Vorliegende Einträge:
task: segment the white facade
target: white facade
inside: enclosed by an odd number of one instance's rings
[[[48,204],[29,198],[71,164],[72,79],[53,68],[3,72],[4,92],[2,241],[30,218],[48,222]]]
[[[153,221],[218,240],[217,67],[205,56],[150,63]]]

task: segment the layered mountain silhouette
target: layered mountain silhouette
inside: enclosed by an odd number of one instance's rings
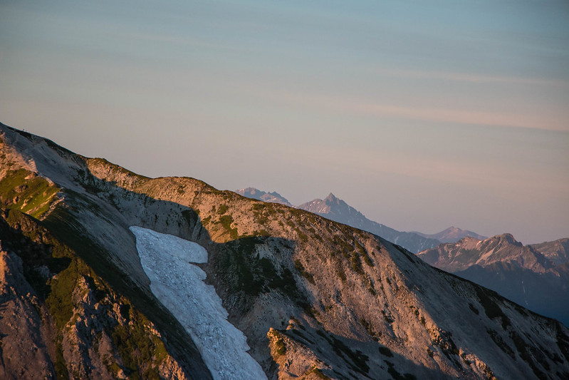
[[[429,239],[439,240],[442,243],[451,243],[458,242],[463,237],[466,237],[467,236],[480,240],[486,238],[486,236],[478,235],[477,233],[473,232],[472,231],[469,231],[468,230],[461,230],[454,226],[449,227],[447,230],[441,231],[437,234],[427,235],[417,232],[414,232],[414,233],[419,235],[423,237],[429,237]]]
[[[569,377],[563,324],[374,234],[4,125],[0,150],[1,378]]]
[[[291,205],[286,198],[278,192],[266,192],[254,188],[241,189],[236,190],[236,192],[252,199]],[[331,192],[323,200],[315,199],[303,203],[298,206],[298,208],[381,236],[413,253],[436,247],[441,242],[456,242],[465,236],[472,236],[481,239],[485,237],[476,232],[455,227],[449,227],[433,235],[397,231],[385,225],[367,219],[360,212]]]
[[[569,325],[567,240],[524,246],[511,234],[484,240],[467,237],[417,256]]]
[[[259,189],[256,189],[255,188],[247,188],[246,189],[239,189],[238,190],[235,190],[235,192],[239,194],[240,195],[243,195],[244,197],[247,197],[248,198],[256,199],[263,202],[270,202],[272,203],[281,203],[281,205],[286,205],[287,206],[291,207],[293,206],[286,198],[276,191],[272,192],[266,192]]]

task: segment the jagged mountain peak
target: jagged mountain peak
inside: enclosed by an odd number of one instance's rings
[[[480,240],[466,237],[417,256],[437,268],[488,287],[516,302],[569,324],[569,274],[557,243],[543,243],[551,258],[510,233]],[[556,259],[558,261],[555,261]]]

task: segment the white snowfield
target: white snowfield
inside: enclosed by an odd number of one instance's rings
[[[192,262],[207,262],[197,243],[132,226],[140,262],[155,296],[186,329],[214,379],[263,379],[249,354],[243,333],[227,321],[227,311],[206,273]]]

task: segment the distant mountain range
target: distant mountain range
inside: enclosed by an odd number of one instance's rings
[[[458,242],[463,237],[466,237],[469,236],[471,237],[476,237],[476,239],[486,239],[486,236],[482,236],[481,235],[478,235],[476,232],[473,232],[472,231],[469,231],[468,230],[461,230],[460,228],[456,228],[456,227],[449,227],[447,230],[444,231],[441,231],[438,234],[432,234],[432,235],[427,235],[424,234],[422,232],[417,232],[416,231],[413,232],[417,235],[419,235],[424,237],[429,237],[430,239],[434,239],[435,240],[439,240],[442,243],[451,243],[454,242]]]
[[[238,190],[236,192],[249,198],[291,205],[286,198],[278,192],[266,192],[254,188]],[[298,206],[298,208],[318,214],[335,222],[339,222],[375,234],[400,245],[413,253],[417,253],[424,250],[437,247],[441,242],[456,242],[466,236],[472,236],[481,239],[485,237],[476,232],[461,230],[455,227],[449,227],[434,235],[397,231],[385,225],[367,219],[360,212],[331,192],[323,200],[315,199],[306,203],[303,203]]]
[[[569,379],[569,329],[376,235],[1,123],[0,301],[0,379]]]
[[[568,241],[523,245],[511,234],[467,237],[417,256],[569,326]]]
[[[256,199],[263,202],[271,202],[271,203],[281,203],[281,205],[293,207],[286,198],[276,191],[273,192],[266,192],[256,189],[255,188],[247,188],[246,189],[235,190],[235,192],[244,197],[247,197],[248,198]]]

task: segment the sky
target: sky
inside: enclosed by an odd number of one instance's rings
[[[553,240],[569,3],[0,0],[0,121],[150,177]]]

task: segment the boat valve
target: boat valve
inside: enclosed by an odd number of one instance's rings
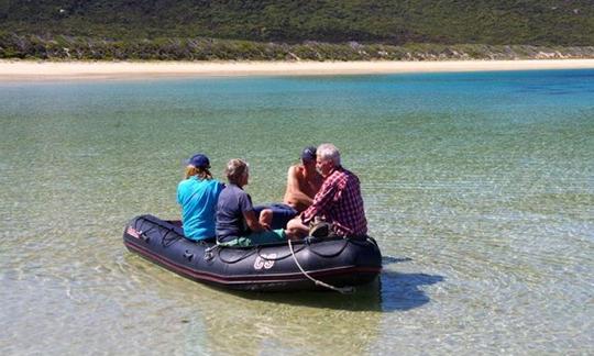
[[[188,260],[188,262],[191,262],[191,259],[194,258],[194,254],[189,252],[189,249],[186,249],[186,252],[184,253],[184,257]]]

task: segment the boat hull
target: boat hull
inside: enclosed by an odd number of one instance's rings
[[[131,252],[183,277],[234,290],[323,288],[312,279],[338,288],[360,286],[373,281],[382,270],[382,255],[371,237],[310,237],[292,245],[231,248],[189,241],[179,226],[141,215],[127,225],[123,242]]]

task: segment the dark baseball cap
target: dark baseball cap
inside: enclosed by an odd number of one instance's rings
[[[316,160],[316,147],[305,147],[301,152],[301,159],[307,162]]]
[[[210,168],[210,160],[208,160],[208,157],[206,155],[196,154],[191,156],[190,159],[188,159],[188,165],[196,168]]]

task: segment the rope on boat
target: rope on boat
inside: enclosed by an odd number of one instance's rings
[[[299,270],[301,270],[301,274],[304,274],[304,276],[306,276],[307,278],[309,278],[314,283],[316,283],[316,286],[321,286],[321,287],[324,287],[324,288],[328,288],[328,289],[331,289],[333,291],[338,291],[339,293],[341,294],[350,294],[352,292],[354,292],[354,288],[351,287],[351,286],[346,286],[346,287],[334,287],[334,286],[330,286],[326,282],[322,282],[321,280],[318,280],[311,276],[309,276],[305,269],[301,267],[301,265],[299,264],[299,262],[297,260],[297,256],[295,256],[295,251],[293,249],[293,243],[290,242],[290,240],[288,240],[288,245],[289,245],[289,248],[290,248],[290,254],[293,255],[293,259],[295,260],[295,264],[297,265],[297,267],[299,267]]]

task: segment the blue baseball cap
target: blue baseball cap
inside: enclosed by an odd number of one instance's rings
[[[188,159],[188,165],[196,168],[210,168],[210,160],[208,160],[208,157],[206,155],[196,154],[191,156],[190,159]]]
[[[309,146],[305,147],[301,152],[301,159],[306,162],[316,160],[316,147]]]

Worum es geht: Schreibe alle Einträge oben Zeile für Zeile unverändert ab. Lass die Bilder dabei weg.

Endgültige Antwort:
task: segment the white facade
target: white facade
inside: enclosed by an odd number of one instance's rings
[[[48,204],[29,198],[71,164],[72,79],[53,68],[3,72],[4,92],[2,241],[30,218],[48,222]]]
[[[153,221],[218,240],[217,67],[205,56],[150,63]]]

task: segment the layered mountain silhouette
target: layered mountain silhouette
inside: enclosed by an odd number of one instance's rings
[[[429,239],[439,240],[442,243],[451,243],[458,242],[463,237],[466,237],[467,236],[480,240],[486,238],[486,236],[478,235],[477,233],[473,232],[472,231],[469,231],[468,230],[461,230],[454,226],[449,227],[447,230],[441,231],[437,234],[427,235],[417,232],[414,232],[414,233],[419,235],[423,237],[429,237]]]
[[[569,377],[563,324],[374,234],[4,125],[0,150],[1,378]]]
[[[291,205],[286,198],[278,192],[266,192],[254,188],[241,189],[236,190],[236,192],[252,199]],[[331,192],[323,200],[315,199],[303,203],[298,206],[298,208],[381,236],[413,253],[436,247],[441,242],[456,242],[465,236],[472,236],[481,239],[485,237],[476,232],[455,227],[449,227],[433,235],[397,231],[385,225],[367,219],[360,212]]]
[[[569,325],[567,240],[524,246],[511,234],[484,240],[467,237],[417,256]]]
[[[259,189],[256,189],[255,188],[247,188],[246,189],[239,189],[238,190],[235,190],[235,192],[239,194],[240,195],[243,195],[244,197],[247,197],[248,198],[256,199],[263,202],[270,202],[272,203],[281,203],[281,205],[286,205],[287,206],[291,207],[293,206],[286,198],[276,191],[272,192],[266,192]]]

task: segment the jagged mountain peak
target: jagged mountain peak
inside: enclosed by an odd number of one instance's rings
[[[480,240],[466,237],[417,256],[437,268],[488,287],[516,302],[569,324],[569,274],[557,243],[543,243],[551,258],[510,233]],[[556,259],[558,261],[555,261]]]

task: segment the white snowfield
target: white snowfield
inside: enclosed by an odd number of one instance's rings
[[[192,262],[207,262],[197,243],[132,226],[140,262],[155,296],[186,329],[214,379],[263,379],[249,354],[243,333],[227,321],[227,311],[206,273]]]

task: segment the distant mountain range
target: distant mountain range
inside: enclosed by an odd number of one instance's rings
[[[458,242],[463,237],[466,237],[469,236],[471,237],[476,237],[476,239],[486,239],[486,236],[482,236],[481,235],[478,235],[476,232],[473,232],[472,231],[469,231],[468,230],[461,230],[460,228],[456,228],[456,227],[449,227],[447,230],[444,231],[441,231],[438,234],[432,234],[432,235],[427,235],[424,234],[422,232],[417,232],[416,231],[413,232],[417,235],[419,235],[424,237],[429,237],[430,239],[434,239],[435,240],[439,240],[442,243],[451,243],[454,242]]]
[[[238,190],[236,192],[249,198],[291,205],[286,198],[278,192],[266,192],[254,188]],[[298,206],[298,208],[318,214],[335,222],[339,222],[375,234],[400,245],[413,253],[417,253],[424,250],[437,247],[441,242],[456,242],[466,236],[472,236],[481,239],[485,237],[476,232],[461,230],[455,227],[449,227],[434,235],[397,231],[385,225],[367,219],[360,212],[331,192],[323,200],[315,199],[306,203],[303,203]]]
[[[569,379],[569,329],[376,235],[1,123],[0,301],[0,379]]]
[[[568,241],[523,245],[511,234],[467,237],[417,256],[569,326]]]
[[[256,199],[263,202],[271,202],[271,203],[281,203],[281,205],[293,207],[286,198],[276,191],[273,192],[266,192],[256,189],[255,188],[247,188],[246,189],[235,190],[235,192],[244,197],[247,197],[248,198]]]

task: segment the sky
target: sky
inside: enclosed by an odd number of one instance's rings
[[[553,240],[569,3],[0,0],[0,121],[150,177]]]

task: segment the boat valve
target: boat valve
inside: enclosed by an odd number of one instance's rings
[[[188,260],[188,262],[191,262],[191,259],[194,258],[194,254],[189,252],[189,249],[186,249],[186,252],[184,253],[184,257]]]

task: segment the boat hull
target: boat hull
inside: enclosed by an odd number of one instance's rings
[[[131,252],[183,277],[234,290],[323,288],[312,279],[338,288],[360,286],[373,281],[382,270],[382,255],[371,237],[310,237],[292,245],[231,248],[189,241],[179,226],[141,215],[127,225],[123,242]]]

task: segment the dark baseball cap
target: dark baseball cap
inside: enclosed by an odd number of one instance's rings
[[[316,160],[316,147],[305,147],[301,152],[301,159],[307,162]]]
[[[210,168],[210,160],[208,160],[208,157],[206,155],[196,154],[191,156],[190,159],[188,159],[188,165],[196,168]]]

task: segment the rope on boat
target: rope on boat
inside: enclosed by an odd number of one instance's rings
[[[299,270],[301,270],[301,274],[304,274],[304,276],[306,276],[307,278],[309,278],[314,283],[316,283],[316,286],[321,286],[321,287],[324,287],[324,288],[328,288],[328,289],[331,289],[333,291],[338,291],[339,293],[341,294],[350,294],[352,292],[354,292],[354,288],[351,287],[351,286],[346,286],[346,287],[334,287],[334,286],[330,286],[326,282],[322,282],[321,280],[318,280],[311,276],[309,276],[305,269],[301,267],[301,265],[299,264],[299,262],[297,260],[297,256],[295,256],[295,251],[293,249],[293,243],[290,242],[290,240],[288,240],[288,245],[289,245],[289,248],[290,248],[290,254],[293,255],[293,259],[295,260],[295,264],[297,265],[297,267],[299,267]]]

task: segment the blue baseball cap
target: blue baseball cap
inside: enclosed by an odd number of one instance's rings
[[[188,159],[188,165],[196,168],[210,168],[210,160],[208,160],[208,157],[206,155],[196,154],[191,156],[190,159]]]
[[[309,146],[305,147],[301,152],[301,159],[306,162],[316,160],[316,147]]]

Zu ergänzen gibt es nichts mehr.